- [Extract provided]

-=-=-=-=-

Did the United States poison tens of thousands of its own soldiers in Iraq with fumes from burning toxic trash? Before you consider it an outlandish suggestion, I suggest you read J. Malcolm Garcia’s moving account in the Oxford American of two American soldiers who made it back from their tours of duty having escaped insurgents’ shells, bullets, and improvised explosive devices—only to die slow, torturous deaths from the effects of garbage torched in open pits by the U.S. military.
Personal stories like those of Billy McKenna and Kevin Wilkins may only become more common in coming years, according to Garcia, since the U.S. military operated at least 23 burn pits in Iraq before combat operations ended this year, including a notoriously noxious one that often literally cast a pall over Balad Air Base.
“The burn pit at Balad consumed about 250 tons of waste a day,” he writes, “exposing 25,000 U.S. military personnel and thousands of contractors to toxic fumes.”
Garcia’s immersive narrative is a humanizing look into a slowly unfolding story that has been reported in bits and pieces for a few years, but hasn’t entirely sunken into the national consciousness, perhaps in part because it runs so counter to a reflexively patriotic, military-booster mindset: We wouldn’t have harmed our own soldiers, would we?
It just so turns out that we probably did. Writes Garcia:
The Veterans Administration states on its own webpage that chemicals, paint, medical and human waste, metals, aluminum, unexploded ordnance, munitions, and petroleum products among other toxic waste are destroyed in burn pits. Possible side effects, the department notes, “may affect the skin, eyes, respiration, kidneys, liver, nervous system, cardiovascular system, reproductive system, peripheral nervous system, and gastrointestinal tract.”
The issue first came to public light in 2008 when the Military Times reported on the use of burn pits in Iraq and Afghanistan, spurring Sen. Russ Feingold (D-Wis.) and Rep. Bob Filner (D-Calif.) to request a probe by the General Accounting Office.

-=-=-=-=-

- [Your instructions]
Please continue the article on the military's burn pits in Iraq from the point where it stops.

-=-=-=-=-

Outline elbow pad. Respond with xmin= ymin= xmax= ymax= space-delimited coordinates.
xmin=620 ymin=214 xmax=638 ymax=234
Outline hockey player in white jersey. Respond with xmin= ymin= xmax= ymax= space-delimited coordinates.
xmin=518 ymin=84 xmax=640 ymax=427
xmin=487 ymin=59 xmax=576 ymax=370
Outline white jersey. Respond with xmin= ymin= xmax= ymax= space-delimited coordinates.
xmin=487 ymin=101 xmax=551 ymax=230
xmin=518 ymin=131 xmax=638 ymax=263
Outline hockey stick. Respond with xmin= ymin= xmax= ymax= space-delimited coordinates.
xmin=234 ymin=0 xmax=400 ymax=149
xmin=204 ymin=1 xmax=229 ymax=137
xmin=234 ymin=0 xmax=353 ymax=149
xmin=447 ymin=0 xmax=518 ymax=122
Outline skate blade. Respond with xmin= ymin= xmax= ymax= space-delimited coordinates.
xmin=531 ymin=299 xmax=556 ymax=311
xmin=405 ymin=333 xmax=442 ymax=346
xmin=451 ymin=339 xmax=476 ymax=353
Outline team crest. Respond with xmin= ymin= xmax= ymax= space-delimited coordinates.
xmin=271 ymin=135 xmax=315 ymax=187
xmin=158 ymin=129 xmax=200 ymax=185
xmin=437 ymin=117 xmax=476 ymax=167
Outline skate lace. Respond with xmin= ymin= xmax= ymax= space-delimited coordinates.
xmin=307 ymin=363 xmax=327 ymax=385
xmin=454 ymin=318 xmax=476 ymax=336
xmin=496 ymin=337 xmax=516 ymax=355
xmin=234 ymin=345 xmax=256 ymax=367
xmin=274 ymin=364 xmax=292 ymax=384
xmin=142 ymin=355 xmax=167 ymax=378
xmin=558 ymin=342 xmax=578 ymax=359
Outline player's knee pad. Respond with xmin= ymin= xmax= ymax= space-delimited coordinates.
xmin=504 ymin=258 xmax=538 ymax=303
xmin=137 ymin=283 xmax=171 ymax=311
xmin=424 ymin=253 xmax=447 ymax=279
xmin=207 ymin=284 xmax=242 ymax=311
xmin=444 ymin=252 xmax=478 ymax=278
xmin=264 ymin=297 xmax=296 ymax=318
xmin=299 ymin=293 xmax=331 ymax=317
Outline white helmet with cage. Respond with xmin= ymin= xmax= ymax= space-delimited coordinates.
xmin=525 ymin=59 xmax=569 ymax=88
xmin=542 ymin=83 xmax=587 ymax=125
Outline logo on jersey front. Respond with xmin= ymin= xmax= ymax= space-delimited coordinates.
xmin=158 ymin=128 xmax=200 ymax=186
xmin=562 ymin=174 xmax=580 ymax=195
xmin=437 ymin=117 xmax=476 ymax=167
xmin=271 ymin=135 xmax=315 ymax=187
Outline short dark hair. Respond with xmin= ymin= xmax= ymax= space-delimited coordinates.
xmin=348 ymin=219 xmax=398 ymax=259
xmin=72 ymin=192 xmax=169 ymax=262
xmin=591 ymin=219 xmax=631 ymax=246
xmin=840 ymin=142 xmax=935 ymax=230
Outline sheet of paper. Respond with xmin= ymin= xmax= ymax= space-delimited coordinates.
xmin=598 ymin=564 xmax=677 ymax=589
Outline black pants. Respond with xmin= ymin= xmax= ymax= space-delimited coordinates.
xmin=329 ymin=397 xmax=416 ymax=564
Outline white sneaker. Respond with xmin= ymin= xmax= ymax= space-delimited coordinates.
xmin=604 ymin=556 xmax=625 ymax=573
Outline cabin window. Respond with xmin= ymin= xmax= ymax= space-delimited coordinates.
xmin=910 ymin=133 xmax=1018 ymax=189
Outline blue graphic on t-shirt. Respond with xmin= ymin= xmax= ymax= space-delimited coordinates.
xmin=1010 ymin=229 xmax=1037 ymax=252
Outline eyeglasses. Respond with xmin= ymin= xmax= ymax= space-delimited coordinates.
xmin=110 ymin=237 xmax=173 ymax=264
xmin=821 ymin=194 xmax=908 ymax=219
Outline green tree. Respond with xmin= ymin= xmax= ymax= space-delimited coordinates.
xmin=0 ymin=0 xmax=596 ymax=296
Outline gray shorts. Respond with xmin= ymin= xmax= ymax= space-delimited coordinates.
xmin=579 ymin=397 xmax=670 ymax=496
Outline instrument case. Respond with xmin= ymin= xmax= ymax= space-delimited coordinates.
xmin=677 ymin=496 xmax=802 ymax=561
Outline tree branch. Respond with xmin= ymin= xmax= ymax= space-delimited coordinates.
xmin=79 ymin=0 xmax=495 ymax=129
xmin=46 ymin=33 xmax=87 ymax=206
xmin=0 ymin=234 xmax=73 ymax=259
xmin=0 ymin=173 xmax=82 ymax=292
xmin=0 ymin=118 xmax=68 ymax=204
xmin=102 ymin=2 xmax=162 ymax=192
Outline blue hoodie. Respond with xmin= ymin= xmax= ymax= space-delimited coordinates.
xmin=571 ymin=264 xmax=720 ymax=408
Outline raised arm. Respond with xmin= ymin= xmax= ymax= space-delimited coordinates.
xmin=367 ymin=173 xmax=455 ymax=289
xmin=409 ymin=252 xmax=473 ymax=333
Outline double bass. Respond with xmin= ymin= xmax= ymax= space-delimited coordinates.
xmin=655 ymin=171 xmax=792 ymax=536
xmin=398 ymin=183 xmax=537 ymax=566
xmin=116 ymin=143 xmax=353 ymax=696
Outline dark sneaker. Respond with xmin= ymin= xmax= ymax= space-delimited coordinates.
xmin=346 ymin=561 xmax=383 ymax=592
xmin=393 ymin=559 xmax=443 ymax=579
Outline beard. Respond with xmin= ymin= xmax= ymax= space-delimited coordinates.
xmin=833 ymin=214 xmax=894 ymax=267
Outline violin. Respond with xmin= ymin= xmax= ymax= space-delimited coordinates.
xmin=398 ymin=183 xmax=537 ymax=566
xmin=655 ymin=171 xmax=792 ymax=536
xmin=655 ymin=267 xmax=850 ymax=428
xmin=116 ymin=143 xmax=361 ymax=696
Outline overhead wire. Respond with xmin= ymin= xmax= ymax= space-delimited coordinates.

-=-=-=-=-

- [Answer to the problem]
The GAO looked into it and warned in 2010 that the burn pits violated laws designed to keep service members safe. Pressure mounted on legislators to take up the cause, and despite a general lack of public outrage, the campaign has finally had an effect: Both Missouri Republican Sen. Tom Akin and a bipartisan group of eight senators last month introduced identical bills that would create a registry for service members affected by health problems from burn pit exposure.
The whole sorry saga stands as a stark contrast to the image of an environmentally friendly U.S. armed forces as portrayed by Edward Humes in the new Utne Reader feature “Lean, Green Fighting Machine,” an excerpt from Sierra magazine. Humes describes how the military has greened up its act with energy-efficient innovations such as solar power for remote outposts, hybrid amphibious assault ships, and biofuel-powered aircraft carriers. But he also notes that most military officials are quick to wave away suggestions that environmental concerns drive their actions, instead citing security, efficiency, and monetary savings.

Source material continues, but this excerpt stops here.